## BEGIN DOCUMENT PASSAGE
What's the best way to minimize TTS delay on my door-entry alerts?

When someone uses my guest bathroom, they are greeted with a welcome message and a pleasant melody. This is set up with an entry sensor on the door and a Google Home Mini on the countertop. When the door is closed, the greeting begins, then the music. When the door is opened again, the music stops and a goodbye message is played.

However, there is a ~3 second delay between when the door is opened/closed and when the Google TTS kicks in. I’m trying to figure out what my options might be for minimizing that as much as possible, and would appreciate any advice about which to pursue. I see 2 obvious possibilities:

  1. The entry sensor works through Wink because despite hours of trying, I have not been able to get HA to recognize on/off via Aeotec Z-stick. It seems like taking Wink out of the equation could potentially save a little time, but as of now I’m at a brick wall on this one.

  2. Replace TTS with a pre-generated MP3. I tried this, but the problem is that it does not seem to be possible to play that as a local file. Rather, it needs to be accessed via HTTP. Obviously there’s an HTTP server running on this thing, but I don’t know where to go for those files and whether I can drop some MP3s in there to have them accessible to a media_player. Is that possible? I’ve tried uploading the MP3s to an external web server and that works, but that’s really sub-optimal and I’d rather have it internal.
## END DOCUMENT PASSAGE
### JOB 1
Condense the paragraph of the door-entry alerts post beginning "When someone uses my guest bathroom" into a short bulleted list that keeps its main facts.
The entries that follow come from a source unrelated to the text.
## BEGIN EXTRACTED MATERIAL
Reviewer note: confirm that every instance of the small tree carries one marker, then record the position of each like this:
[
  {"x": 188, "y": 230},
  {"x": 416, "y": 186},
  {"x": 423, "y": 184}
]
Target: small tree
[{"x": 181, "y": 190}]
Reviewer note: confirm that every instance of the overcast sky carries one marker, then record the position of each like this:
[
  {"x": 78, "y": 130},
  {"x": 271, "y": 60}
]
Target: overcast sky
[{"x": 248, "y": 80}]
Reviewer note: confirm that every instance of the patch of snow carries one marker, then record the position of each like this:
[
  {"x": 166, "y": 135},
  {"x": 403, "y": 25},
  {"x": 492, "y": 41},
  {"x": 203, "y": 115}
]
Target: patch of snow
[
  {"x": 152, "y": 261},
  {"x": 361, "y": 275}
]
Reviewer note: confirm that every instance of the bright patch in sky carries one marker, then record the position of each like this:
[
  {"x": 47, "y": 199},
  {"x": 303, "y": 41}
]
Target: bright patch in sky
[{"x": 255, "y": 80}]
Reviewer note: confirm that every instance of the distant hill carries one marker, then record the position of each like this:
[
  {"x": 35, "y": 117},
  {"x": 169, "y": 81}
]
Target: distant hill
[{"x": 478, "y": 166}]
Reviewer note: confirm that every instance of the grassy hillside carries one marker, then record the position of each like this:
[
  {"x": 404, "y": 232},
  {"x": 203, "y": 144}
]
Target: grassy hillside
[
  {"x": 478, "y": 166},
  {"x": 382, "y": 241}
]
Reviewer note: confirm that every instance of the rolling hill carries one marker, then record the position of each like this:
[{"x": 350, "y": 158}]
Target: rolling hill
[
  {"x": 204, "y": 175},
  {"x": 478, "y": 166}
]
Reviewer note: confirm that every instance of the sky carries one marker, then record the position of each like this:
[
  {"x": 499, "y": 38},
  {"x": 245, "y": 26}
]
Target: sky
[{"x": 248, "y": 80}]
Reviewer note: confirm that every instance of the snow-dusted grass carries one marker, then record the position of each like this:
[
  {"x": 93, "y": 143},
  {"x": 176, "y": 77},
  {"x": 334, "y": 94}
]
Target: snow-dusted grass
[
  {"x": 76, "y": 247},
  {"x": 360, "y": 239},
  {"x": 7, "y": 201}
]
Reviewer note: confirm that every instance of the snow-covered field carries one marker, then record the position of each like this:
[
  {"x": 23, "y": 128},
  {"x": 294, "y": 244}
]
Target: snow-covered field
## END EXTRACTED MATERIAL
### JOB 2
Select each line of the entries that contains the word "distant".

### EXERCISE SOLUTION 1
- Guests using the bathroom hear a welcome message and a pleasant melody.
- Setup: an entry sensor on the door and a Google Home Mini on the countertop.
- Door closed: the greeting plays, then the music.
- Door opened again: the music stops and a goodbye message plays.

### EXERCISE SOLUTION 2
Reviewer note: confirm that every instance of the distant hill carries one marker, then record the position of each like this:
Target: distant hill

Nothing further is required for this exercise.